Could you lay out every line of the data below as a numbered list, skipping the blank lines and leaving the pictures out of your answer?

==== Supplied data

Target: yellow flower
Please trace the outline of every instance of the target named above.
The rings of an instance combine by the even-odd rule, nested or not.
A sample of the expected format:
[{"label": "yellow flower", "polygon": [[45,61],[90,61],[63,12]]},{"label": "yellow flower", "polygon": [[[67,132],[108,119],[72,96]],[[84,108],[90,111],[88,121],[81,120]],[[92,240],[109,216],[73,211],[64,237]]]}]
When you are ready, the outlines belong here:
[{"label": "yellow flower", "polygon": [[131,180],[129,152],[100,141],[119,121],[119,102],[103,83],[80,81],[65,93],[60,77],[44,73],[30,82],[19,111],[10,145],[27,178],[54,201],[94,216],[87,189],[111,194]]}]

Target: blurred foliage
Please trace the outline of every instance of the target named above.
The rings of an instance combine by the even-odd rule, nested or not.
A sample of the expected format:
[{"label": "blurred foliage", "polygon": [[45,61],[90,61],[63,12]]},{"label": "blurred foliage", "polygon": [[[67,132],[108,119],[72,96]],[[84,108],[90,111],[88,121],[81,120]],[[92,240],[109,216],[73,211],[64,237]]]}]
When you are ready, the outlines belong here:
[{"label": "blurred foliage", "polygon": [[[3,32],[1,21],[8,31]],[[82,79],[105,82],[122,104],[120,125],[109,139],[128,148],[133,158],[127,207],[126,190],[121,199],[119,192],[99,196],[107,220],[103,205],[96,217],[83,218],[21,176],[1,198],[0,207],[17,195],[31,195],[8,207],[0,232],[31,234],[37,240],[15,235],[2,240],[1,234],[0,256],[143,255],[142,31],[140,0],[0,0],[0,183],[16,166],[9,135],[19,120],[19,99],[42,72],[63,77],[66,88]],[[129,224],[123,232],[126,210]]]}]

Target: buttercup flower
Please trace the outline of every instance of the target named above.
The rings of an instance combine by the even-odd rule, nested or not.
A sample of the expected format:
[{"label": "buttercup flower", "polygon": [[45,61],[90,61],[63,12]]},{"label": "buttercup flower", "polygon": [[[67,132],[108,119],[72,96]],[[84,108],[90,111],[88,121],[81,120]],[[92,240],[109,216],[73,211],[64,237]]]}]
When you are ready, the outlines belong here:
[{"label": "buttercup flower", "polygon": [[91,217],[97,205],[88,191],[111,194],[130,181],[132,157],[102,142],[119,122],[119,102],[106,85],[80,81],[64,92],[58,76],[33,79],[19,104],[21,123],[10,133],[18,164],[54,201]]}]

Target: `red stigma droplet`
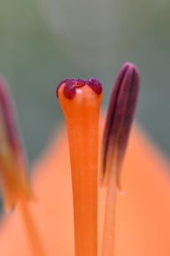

========

Reply to the task:
1. Target: yellow flower
2. Please trace the outline of every instance of the target named above.
3. The rings of an instance combine by the even-odd rule, nested or not.
4. A sample of the expected format:
5. [{"label": "yellow flower", "polygon": [[45,61],[90,61],[63,12]]},{"label": "yellow flower", "polygon": [[[67,132],[108,119],[72,96]],[[84,108],[90,111],[88,121],[81,120]],[[92,240],[109,216],[73,211],[64,237]]]}]
6. When you are ready, the outlines belong here:
7. [{"label": "yellow flower", "polygon": [[131,180],[129,152],[100,141],[119,121],[119,102],[103,83],[80,81],[65,93],[60,77],[44,73],[30,82],[19,111],[10,145],[27,178],[54,201],[94,216],[87,189],[111,194]]}]
8. Target: blurred foliage
9. Please trace the outline of every instance of the target named above.
10. The rings of an instance combine by the even-odd rule, nested or not.
11. A sample of the expected format:
12. [{"label": "blurred foliage", "polygon": [[45,61],[90,61],[63,12]]},{"label": "blurred foliage", "polygon": [[[67,132],[108,119],[72,96]],[[84,108],[90,111],[88,121],[81,120]],[[92,240],[109,216],[73,211],[64,237]]]}]
13. When you are ready, the outlines belong here:
14. [{"label": "blurred foliage", "polygon": [[[3,32],[1,21],[8,31]],[[82,79],[105,82],[122,104],[120,125],[109,139],[128,148],[133,158],[127,207],[126,190],[121,199],[119,192],[99,196],[107,220],[103,205],[96,217],[83,218],[21,176],[1,198],[0,207],[17,195],[31,195],[8,207],[0,232],[31,234],[37,240],[15,235],[2,240],[1,234],[0,256],[143,255],[142,31],[140,0],[0,0],[0,183],[16,166],[9,135],[19,120],[19,99],[42,72],[63,77],[66,88]],[[129,224],[123,232],[126,210]]]}]
15. Target: buttercup flower
16. Please trace the outline of every instance of the target named above.
17. The rings of an instance combine by the even-odd rule, nested or not.
18. A sample of the expected format:
19. [{"label": "buttercup flower", "polygon": [[45,61],[90,61],[63,12]]},{"label": "buttercup flower", "polygon": [[[67,132],[108,119],[72,96]],[[84,108],[90,111],[88,121],[81,120]],[[92,240],[109,216],[73,211],[64,237]]]}]
20. When you are ready, the outlines belong here:
21. [{"label": "buttercup flower", "polygon": [[91,217],[97,205],[88,191],[111,194],[130,181],[132,157],[102,142],[119,122],[119,102],[106,85],[80,81],[64,92],[58,76],[33,79],[19,104],[21,123],[10,133],[18,164],[54,201]]}]
22. Target: `red stigma droplet`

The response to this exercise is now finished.